5.3 Mendelian Genetics
Keywords
| English Term | 中文翻译 | Definition & Explanation |
|---|---|---|
| Allele | 等位基因 | Alternative versions of a gene that produce distinguishable phenotypic effects. |
| Genotype | 基因型 | The set of alleles inherited for one or more genes by an individual organism. |
| Phenotype | 表型 | The observable physical and physiological traits of an organism, which are determined by its genetic makeup. |
| Homozygous | 纯合子 | Having two identical alleles for a given gene (e.g., \(AA\) or \(aa\)). |
| Heterozygous | 杂合子 | Having two different alleles for a given gene (e.g., \(Aa\)). |
1. Mendel's Fundamental Laws
Mendel's laws describe how genes are passed from parents to offspring. These laws specifically apply to genes located on different chromosomes.
- Law of Segregation: During gamete formation, the two alleles for a heritable character separate (segregate) from each other and end up in different gametes.
- Law of Independent Assortment: Two or more genes assort independently—that is, each pair of alleles segregates independently of any other pair of alleles—during gamete formation.
2. Fertilization and Genetic Variation
In most cases, fertilization involves the fusion of two haploid (\(1n\)) gametes. * This process restores the diploid (\(2n\)) number of chromosomes. * It increases genetic variation within populations by creating new combinations of alleles in the zygote.
3. The Rules of Probability
Rules of probability can be applied to analyze the passing of single-gene traits from parent to offspring.
The Multiplication Rule (Product Rule)
● ● ● ● ●
_Work to be completed_
Quote the Mendelian genetics text between "- Law of Segregation: During" and "parent to offspring.", inclusive.
● ● ● ● ●
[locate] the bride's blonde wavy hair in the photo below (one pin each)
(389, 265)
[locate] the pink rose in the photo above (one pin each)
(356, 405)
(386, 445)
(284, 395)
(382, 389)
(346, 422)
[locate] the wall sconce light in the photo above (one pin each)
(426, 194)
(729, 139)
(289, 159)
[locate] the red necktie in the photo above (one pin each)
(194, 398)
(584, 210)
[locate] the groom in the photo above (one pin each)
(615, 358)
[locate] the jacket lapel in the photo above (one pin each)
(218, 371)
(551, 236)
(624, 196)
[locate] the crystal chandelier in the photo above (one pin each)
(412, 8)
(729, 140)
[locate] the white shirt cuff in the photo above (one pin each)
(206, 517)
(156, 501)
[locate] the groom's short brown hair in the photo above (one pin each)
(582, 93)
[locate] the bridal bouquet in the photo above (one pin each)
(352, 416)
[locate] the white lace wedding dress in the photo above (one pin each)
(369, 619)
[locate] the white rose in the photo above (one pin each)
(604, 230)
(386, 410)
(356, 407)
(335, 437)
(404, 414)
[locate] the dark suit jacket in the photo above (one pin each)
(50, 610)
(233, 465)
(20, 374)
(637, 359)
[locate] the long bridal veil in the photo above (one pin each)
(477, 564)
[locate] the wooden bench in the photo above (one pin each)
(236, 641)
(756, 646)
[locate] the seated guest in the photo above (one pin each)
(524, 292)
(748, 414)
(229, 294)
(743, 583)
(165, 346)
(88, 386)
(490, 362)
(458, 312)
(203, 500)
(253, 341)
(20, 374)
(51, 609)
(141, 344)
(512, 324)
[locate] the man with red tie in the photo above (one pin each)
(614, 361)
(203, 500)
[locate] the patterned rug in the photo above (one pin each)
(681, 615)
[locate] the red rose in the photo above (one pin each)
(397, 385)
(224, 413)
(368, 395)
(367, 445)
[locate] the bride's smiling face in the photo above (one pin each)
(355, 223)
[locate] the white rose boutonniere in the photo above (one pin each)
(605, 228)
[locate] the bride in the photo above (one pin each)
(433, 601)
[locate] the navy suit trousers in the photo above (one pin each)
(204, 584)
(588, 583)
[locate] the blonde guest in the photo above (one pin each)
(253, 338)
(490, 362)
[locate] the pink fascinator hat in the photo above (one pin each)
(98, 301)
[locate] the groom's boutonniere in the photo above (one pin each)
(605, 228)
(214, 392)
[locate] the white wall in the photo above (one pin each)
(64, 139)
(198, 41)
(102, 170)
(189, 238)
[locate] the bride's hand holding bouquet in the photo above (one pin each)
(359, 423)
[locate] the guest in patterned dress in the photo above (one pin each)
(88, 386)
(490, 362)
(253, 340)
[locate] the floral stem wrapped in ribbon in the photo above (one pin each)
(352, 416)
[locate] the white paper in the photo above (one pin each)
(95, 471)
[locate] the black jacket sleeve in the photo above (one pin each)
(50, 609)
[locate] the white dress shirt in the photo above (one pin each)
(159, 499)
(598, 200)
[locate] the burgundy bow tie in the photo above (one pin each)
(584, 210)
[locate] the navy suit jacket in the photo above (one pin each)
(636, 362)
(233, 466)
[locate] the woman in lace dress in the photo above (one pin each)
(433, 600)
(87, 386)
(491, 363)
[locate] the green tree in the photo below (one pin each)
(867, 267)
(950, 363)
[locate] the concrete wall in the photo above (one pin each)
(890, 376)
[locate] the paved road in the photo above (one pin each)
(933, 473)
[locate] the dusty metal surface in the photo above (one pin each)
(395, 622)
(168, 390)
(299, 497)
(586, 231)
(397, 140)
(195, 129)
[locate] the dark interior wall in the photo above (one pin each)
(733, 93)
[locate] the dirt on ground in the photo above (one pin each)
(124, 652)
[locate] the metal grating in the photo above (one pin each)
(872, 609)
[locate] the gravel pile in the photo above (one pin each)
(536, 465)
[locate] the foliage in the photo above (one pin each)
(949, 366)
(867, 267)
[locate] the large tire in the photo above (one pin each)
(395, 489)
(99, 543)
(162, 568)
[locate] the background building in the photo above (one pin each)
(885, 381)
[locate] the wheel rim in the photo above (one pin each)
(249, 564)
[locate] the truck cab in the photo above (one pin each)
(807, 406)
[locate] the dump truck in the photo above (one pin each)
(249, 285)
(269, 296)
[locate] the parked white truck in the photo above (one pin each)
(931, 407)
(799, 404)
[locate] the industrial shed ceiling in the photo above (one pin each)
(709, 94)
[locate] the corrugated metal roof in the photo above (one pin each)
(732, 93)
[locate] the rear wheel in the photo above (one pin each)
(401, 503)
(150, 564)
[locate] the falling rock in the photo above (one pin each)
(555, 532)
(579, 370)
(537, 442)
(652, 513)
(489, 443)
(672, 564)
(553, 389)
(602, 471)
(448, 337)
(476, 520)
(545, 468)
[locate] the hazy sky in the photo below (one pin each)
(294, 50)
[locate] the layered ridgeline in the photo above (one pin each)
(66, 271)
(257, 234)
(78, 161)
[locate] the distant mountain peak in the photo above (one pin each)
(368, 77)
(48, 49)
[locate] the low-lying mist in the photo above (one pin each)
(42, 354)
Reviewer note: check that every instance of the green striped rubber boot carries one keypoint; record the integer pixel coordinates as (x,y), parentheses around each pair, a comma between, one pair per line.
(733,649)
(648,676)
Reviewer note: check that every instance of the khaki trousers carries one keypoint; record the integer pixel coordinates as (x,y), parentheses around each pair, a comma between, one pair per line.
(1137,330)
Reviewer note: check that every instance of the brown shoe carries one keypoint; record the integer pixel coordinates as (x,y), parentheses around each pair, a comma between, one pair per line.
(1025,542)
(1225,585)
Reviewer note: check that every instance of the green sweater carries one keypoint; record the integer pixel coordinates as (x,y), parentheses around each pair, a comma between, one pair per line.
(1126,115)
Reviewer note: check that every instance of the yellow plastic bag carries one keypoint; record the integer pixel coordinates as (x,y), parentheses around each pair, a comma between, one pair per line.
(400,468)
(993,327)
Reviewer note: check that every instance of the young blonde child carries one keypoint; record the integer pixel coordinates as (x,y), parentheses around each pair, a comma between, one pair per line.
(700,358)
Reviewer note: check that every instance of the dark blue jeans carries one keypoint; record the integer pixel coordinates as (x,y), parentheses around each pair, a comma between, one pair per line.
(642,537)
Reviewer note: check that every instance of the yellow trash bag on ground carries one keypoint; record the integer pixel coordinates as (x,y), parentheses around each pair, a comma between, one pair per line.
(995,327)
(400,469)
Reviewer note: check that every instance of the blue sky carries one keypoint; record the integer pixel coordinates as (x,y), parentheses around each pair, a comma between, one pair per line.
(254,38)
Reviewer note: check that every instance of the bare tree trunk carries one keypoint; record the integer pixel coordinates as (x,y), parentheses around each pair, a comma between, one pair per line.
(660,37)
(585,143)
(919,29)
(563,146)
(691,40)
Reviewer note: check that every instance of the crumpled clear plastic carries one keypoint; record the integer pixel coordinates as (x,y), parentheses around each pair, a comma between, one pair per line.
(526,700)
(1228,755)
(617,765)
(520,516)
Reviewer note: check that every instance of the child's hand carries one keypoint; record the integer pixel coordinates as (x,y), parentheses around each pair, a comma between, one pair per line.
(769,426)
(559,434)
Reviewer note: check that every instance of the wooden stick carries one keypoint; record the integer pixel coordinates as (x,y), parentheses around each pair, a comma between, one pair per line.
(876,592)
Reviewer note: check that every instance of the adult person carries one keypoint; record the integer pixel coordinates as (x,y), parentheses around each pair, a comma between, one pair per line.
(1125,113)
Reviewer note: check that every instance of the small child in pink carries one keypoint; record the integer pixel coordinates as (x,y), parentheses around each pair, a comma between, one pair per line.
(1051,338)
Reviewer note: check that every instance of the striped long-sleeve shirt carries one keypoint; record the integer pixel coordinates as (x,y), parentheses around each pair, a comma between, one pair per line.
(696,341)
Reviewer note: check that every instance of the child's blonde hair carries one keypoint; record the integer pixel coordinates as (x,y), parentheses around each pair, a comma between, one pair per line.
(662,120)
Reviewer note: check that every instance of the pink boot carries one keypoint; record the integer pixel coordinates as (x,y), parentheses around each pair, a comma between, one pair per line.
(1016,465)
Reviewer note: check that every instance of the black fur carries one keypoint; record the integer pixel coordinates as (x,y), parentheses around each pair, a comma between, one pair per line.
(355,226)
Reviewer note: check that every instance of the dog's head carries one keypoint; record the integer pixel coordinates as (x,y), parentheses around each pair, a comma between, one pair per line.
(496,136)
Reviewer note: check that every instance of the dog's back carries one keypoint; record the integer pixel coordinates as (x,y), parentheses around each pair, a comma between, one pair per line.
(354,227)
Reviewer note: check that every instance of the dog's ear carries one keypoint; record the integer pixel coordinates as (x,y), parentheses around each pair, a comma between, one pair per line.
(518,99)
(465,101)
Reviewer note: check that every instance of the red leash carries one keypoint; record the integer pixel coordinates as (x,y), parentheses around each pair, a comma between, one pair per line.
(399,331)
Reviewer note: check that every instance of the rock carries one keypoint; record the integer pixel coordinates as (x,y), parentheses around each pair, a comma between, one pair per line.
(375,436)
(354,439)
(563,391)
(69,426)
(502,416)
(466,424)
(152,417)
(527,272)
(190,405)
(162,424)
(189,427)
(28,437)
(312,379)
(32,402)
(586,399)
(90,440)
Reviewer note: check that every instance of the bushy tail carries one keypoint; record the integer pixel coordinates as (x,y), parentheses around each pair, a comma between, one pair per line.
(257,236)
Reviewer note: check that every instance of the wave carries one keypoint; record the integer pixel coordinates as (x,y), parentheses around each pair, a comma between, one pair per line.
● ● ● ● ●
_Solution for this task_
- Law of Segregation: During gamete formation, the two alleles for a heritable character separate (segregate) from each other and end up in different gametes.
- Law of Independent Assortment: Two or more genes assort independently—that is, each pair of alleles segregates independently of any other pair of alleles—during gamete formation.
2. Fertilization and Genetic Variation
In most cases, fertilization involves the fusion of two haploid (\(1n\)) gametes. * This process restores the diploid (\(2n\)) number of chromosomes. * It increases genetic variation within populations by creating new combinations of alleles in the zygote.
3. The Rules of Probability
Rules of probability can be applied to analyze the passing of single-gene traits from parent to offspring.